■ Information given:

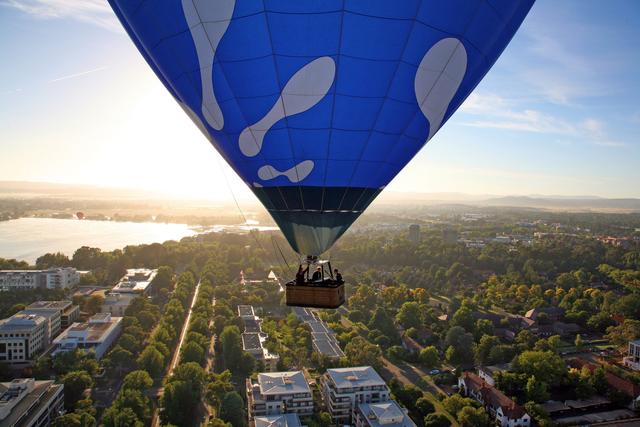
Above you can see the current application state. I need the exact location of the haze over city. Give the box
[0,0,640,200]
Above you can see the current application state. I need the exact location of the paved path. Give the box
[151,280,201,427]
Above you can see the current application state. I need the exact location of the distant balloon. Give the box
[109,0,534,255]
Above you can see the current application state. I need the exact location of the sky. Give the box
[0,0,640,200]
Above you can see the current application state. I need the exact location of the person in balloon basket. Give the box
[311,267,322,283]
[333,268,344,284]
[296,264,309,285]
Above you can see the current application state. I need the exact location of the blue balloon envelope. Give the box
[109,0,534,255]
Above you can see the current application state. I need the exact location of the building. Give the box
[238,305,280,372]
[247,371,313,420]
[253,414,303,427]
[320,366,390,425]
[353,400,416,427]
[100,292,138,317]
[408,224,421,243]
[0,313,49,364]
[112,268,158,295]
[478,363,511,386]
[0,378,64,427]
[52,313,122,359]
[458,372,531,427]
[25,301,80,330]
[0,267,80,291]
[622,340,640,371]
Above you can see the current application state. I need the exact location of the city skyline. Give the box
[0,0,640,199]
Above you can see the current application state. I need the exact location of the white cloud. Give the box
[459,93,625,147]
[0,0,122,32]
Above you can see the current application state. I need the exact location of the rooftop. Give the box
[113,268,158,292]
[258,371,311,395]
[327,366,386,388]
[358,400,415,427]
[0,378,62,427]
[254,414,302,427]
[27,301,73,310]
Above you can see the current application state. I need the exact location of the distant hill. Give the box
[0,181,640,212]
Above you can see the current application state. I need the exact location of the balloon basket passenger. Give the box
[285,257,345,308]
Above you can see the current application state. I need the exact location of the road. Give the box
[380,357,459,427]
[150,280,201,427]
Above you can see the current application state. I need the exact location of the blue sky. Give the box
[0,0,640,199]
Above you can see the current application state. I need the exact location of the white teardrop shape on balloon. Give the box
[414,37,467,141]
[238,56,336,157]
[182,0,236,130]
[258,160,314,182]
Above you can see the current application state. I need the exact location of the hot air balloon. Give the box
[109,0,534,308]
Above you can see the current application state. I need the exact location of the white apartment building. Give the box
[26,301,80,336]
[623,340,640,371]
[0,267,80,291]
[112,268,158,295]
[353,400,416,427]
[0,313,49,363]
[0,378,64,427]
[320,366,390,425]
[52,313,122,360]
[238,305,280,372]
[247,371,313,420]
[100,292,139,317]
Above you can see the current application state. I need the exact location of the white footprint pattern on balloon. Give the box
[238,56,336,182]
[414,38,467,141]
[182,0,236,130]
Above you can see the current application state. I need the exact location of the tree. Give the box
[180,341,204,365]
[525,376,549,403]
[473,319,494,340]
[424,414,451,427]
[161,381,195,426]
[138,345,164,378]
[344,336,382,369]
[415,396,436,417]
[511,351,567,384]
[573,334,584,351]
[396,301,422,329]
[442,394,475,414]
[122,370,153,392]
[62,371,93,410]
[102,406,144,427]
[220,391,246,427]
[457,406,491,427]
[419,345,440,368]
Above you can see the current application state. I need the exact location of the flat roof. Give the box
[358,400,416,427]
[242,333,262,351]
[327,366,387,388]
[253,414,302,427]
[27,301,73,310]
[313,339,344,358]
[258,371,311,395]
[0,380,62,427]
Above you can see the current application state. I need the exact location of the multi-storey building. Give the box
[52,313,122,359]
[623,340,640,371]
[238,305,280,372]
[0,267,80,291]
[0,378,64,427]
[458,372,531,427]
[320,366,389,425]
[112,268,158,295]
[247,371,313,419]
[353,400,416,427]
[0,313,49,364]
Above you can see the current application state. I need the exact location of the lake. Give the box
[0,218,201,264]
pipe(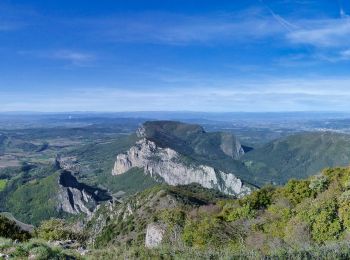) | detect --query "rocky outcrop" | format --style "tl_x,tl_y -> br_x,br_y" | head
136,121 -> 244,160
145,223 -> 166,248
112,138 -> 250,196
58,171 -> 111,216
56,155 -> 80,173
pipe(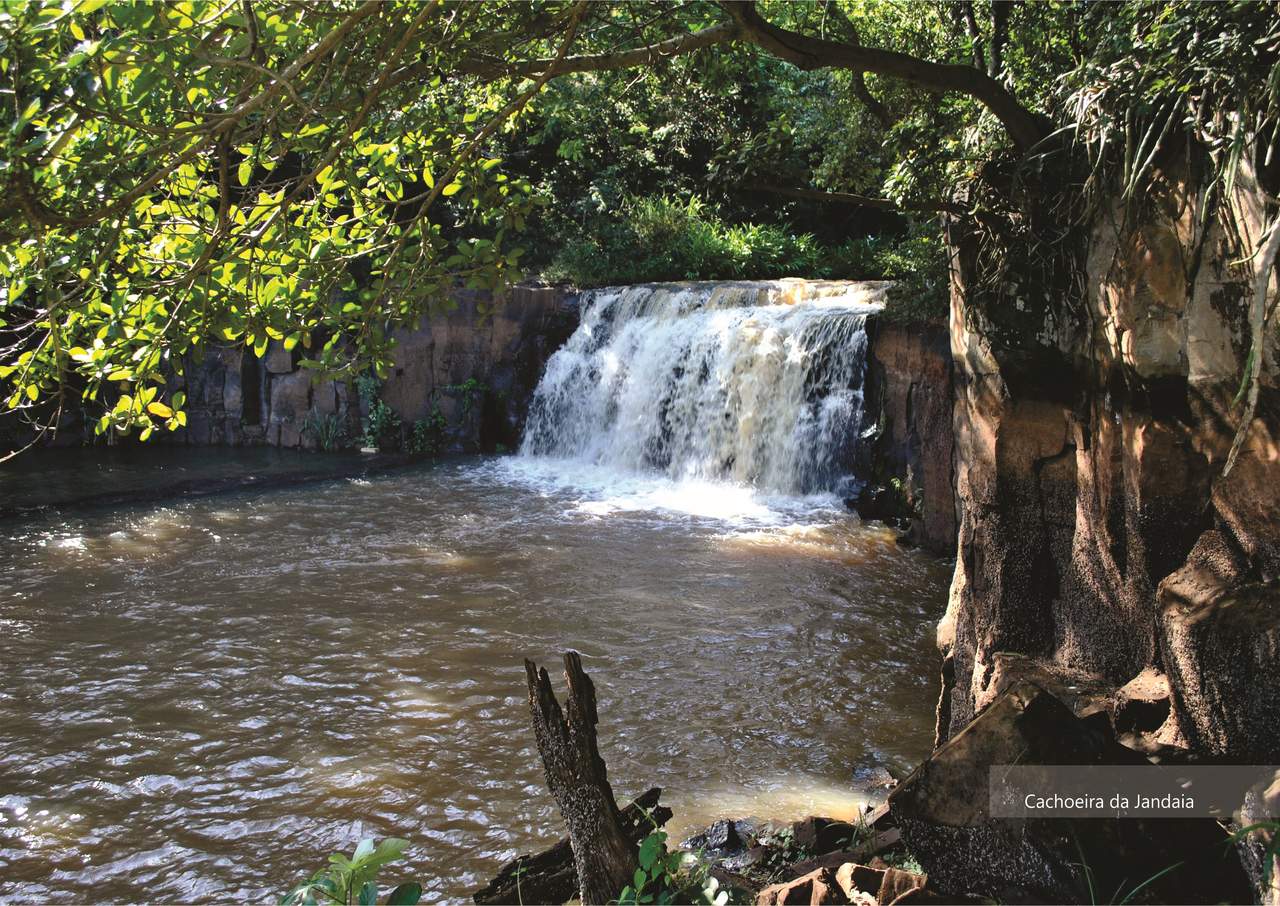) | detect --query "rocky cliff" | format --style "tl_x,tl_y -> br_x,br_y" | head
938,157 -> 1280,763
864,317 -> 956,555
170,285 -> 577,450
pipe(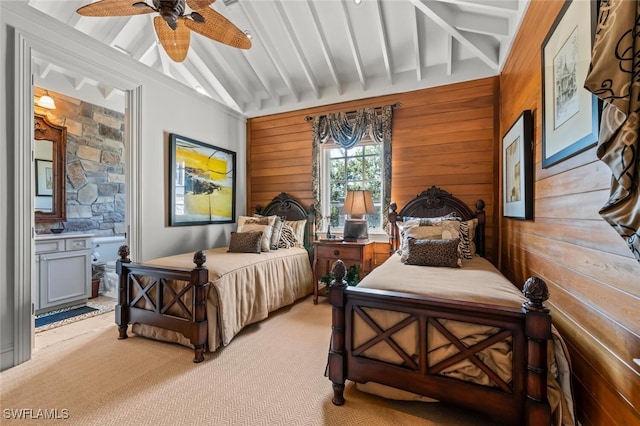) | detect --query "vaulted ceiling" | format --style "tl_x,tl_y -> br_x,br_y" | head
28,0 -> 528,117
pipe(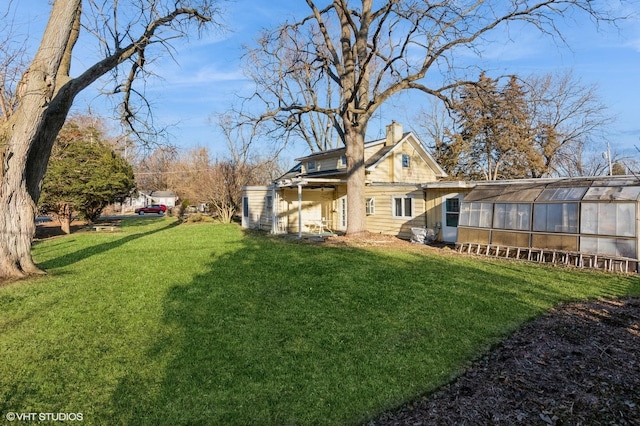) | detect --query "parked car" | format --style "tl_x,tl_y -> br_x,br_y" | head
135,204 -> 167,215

■ Goal:
Rescale the material starting at the line that contains "tree. Give the box" and ending at the line that contains "[511,351,567,384]", and give only those lines, with both ends and the request included. Multiply every bounding-box coordinate in the answers by 0.5 and round to whole numbers, with halves rounding up.

■ The response:
Above you can see the current application state. I need the exact location of the tree. Give the box
[90,171,102,183]
[263,188,275,202]
[237,160,247,170]
[212,207,226,214]
[81,191,98,213]
[69,173,82,189]
[172,168,191,185]
[208,198,218,209]
[256,176,284,192]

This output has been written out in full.